> **Dataset rows showing where objects appear**:
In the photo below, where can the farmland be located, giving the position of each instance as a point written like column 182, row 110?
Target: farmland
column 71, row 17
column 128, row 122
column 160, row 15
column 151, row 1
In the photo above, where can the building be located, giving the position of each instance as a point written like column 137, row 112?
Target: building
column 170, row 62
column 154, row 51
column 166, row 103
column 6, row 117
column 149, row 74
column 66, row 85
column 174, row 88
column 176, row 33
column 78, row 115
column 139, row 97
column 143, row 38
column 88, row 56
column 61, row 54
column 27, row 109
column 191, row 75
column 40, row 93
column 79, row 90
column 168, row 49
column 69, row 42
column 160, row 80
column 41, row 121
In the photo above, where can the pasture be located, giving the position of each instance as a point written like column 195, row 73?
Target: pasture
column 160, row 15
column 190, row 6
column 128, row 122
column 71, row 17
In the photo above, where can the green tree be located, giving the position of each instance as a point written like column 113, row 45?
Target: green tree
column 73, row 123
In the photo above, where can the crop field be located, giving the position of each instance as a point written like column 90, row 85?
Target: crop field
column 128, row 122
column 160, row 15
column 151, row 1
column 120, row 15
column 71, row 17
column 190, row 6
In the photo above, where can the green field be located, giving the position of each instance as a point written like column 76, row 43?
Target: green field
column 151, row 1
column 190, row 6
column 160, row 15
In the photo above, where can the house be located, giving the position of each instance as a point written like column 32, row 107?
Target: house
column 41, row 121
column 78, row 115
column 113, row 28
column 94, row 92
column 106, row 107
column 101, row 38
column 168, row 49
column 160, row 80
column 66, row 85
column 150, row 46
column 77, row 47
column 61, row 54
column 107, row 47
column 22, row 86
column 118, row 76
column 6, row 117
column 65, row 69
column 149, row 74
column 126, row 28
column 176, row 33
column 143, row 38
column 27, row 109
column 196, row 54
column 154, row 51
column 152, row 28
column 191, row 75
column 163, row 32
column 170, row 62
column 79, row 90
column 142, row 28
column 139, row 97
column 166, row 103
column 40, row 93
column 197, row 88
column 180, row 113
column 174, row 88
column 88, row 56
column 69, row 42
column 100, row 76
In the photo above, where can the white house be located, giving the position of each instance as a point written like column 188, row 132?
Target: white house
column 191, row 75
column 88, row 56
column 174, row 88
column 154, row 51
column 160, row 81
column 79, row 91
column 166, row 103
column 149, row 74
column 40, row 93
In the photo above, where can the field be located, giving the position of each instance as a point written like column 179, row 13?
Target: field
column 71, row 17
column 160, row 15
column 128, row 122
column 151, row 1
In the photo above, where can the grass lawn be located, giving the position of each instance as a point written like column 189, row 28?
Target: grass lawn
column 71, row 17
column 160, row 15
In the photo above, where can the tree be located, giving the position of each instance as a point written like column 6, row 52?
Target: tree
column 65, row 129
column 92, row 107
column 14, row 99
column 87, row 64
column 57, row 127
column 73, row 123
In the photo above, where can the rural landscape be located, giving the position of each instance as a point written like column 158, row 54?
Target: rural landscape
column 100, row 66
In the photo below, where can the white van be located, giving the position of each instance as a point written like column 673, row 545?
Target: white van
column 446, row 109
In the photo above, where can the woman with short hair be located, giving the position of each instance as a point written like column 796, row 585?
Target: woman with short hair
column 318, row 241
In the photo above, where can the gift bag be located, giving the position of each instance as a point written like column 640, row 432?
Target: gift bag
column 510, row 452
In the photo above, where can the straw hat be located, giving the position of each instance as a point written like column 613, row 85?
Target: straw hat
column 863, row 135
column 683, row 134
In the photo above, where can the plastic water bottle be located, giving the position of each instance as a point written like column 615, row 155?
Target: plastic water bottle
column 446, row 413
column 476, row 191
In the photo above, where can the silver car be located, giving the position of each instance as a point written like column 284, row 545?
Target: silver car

> **Instructions for the task**: Rewrite every line of the listing above as a numbered list, omitting any blank lines.

> **Answer for this exercise**:
1. In the photo below, where can the farmland be located, giving the position of each instance as a point written like column 182, row 110?
2. Target: farmland
3. column 71, row 17
4. column 128, row 122
5. column 160, row 15
6. column 151, row 1
7. In the photo above, where can the building be located, giving the position of each instance as a point written like column 137, row 112?
8. Target: building
9. column 170, row 62
10. column 154, row 51
11. column 166, row 103
12. column 6, row 117
13. column 149, row 74
14. column 66, row 85
15. column 174, row 88
16. column 176, row 33
17. column 78, row 115
18. column 139, row 97
19. column 143, row 38
20. column 88, row 56
21. column 61, row 54
22. column 27, row 109
23. column 191, row 75
24. column 40, row 93
25. column 79, row 90
26. column 168, row 49
27. column 69, row 42
28. column 160, row 80
29. column 41, row 121
30. In the photo above, where can the pasture be located, giving the position of each instance as a point written like column 195, row 73?
31. Target: pasture
32. column 160, row 15
33. column 190, row 6
34. column 128, row 122
35. column 71, row 17
36. In the photo above, where can the green tree be located, giving the position of each instance as a point written like column 113, row 45?
37. Target: green tree
38. column 73, row 123
39. In the photo above, where can the crop field be located, giving the position of each instance as a point written like column 90, row 85?
40. Target: crop field
41. column 128, row 122
42. column 160, row 15
43. column 151, row 1
44. column 120, row 15
45. column 71, row 17
46. column 190, row 6
47. In the photo above, where can the green field be located, giving the position of each instance as a point written like column 76, row 43?
48. Target: green field
49. column 151, row 1
50. column 190, row 6
51. column 160, row 15
52. In the photo above, where can the house be located, giving the position of each instance as a point written like column 32, row 107?
53. Target: house
54. column 41, row 121
55. column 78, row 115
56. column 113, row 28
57. column 94, row 92
58. column 106, row 107
59. column 101, row 38
60. column 168, row 49
61. column 160, row 80
62. column 66, row 85
63. column 150, row 46
64. column 77, row 47
65. column 61, row 54
66. column 107, row 47
67. column 22, row 86
68. column 118, row 76
69. column 6, row 117
70. column 65, row 69
71. column 149, row 74
72. column 126, row 28
73. column 176, row 33
74. column 143, row 38
75. column 27, row 109
76. column 196, row 54
77. column 154, row 51
78. column 152, row 28
79. column 191, row 75
80. column 163, row 32
81. column 170, row 62
82. column 79, row 90
83. column 142, row 28
84. column 139, row 97
85. column 166, row 103
86. column 40, row 93
87. column 197, row 88
88. column 180, row 113
89. column 174, row 88
90. column 88, row 56
91. column 69, row 42
92. column 100, row 76
93. In the photo above, where can the white house be located, giving the position of each instance as a point written like column 188, row 132?
94. Target: white house
95. column 191, row 75
96. column 88, row 56
97. column 174, row 88
98. column 154, row 51
99. column 160, row 81
100. column 79, row 91
101. column 166, row 103
102. column 149, row 74
103. column 40, row 93
104. In the photo above, where can the field be located, giving the position of each instance as a point written like column 179, row 13?
105. Target: field
106. column 71, row 17
107. column 160, row 15
108. column 128, row 122
109. column 151, row 1
110. In the photo above, where can the grass lawn be located, giving the position of each instance as a point written like column 189, row 28?
111. Target: grass lawn
112. column 71, row 17
113. column 160, row 15
114. In the photo above, where can the tree be located, giving the position of each instance as a point written like column 6, row 52?
115. Target: tree
116. column 65, row 129
117. column 92, row 107
118. column 14, row 99
119. column 87, row 64
120. column 57, row 127
121. column 73, row 123
122. In the photo above, where can the rural landscape be located, giving the position of each instance as a point written like column 158, row 54?
123. Target: rural landscape
124. column 100, row 66
125. In the photo below, where can the white van be located, giving the position of each instance as a point written like column 673, row 545?
126. Target: white van
127. column 446, row 109
128. In the photo above, where can the woman with short hair be located, giving the position of each instance as a point written like column 796, row 585?
129. Target: woman with short hair
130. column 318, row 241
131. In the photo above, where can the gift bag be located, giving the position of each instance as a point written like column 640, row 432?
132. Target: gift bag
133. column 510, row 452
134. In the photo above, where can the straw hat be located, giving the position of each instance as a point written like column 613, row 85?
135. Target: straw hat
136. column 863, row 135
137. column 683, row 134
138. In the photo above, where can the plastic water bottle be located, giving the position of each instance as a point written like column 615, row 155?
139. Target: plastic water bottle
140. column 446, row 413
141. column 476, row 191
142. In the photo above, where can the silver car be located, giving the position of each instance as a point written like column 284, row 545?
143. Target: silver car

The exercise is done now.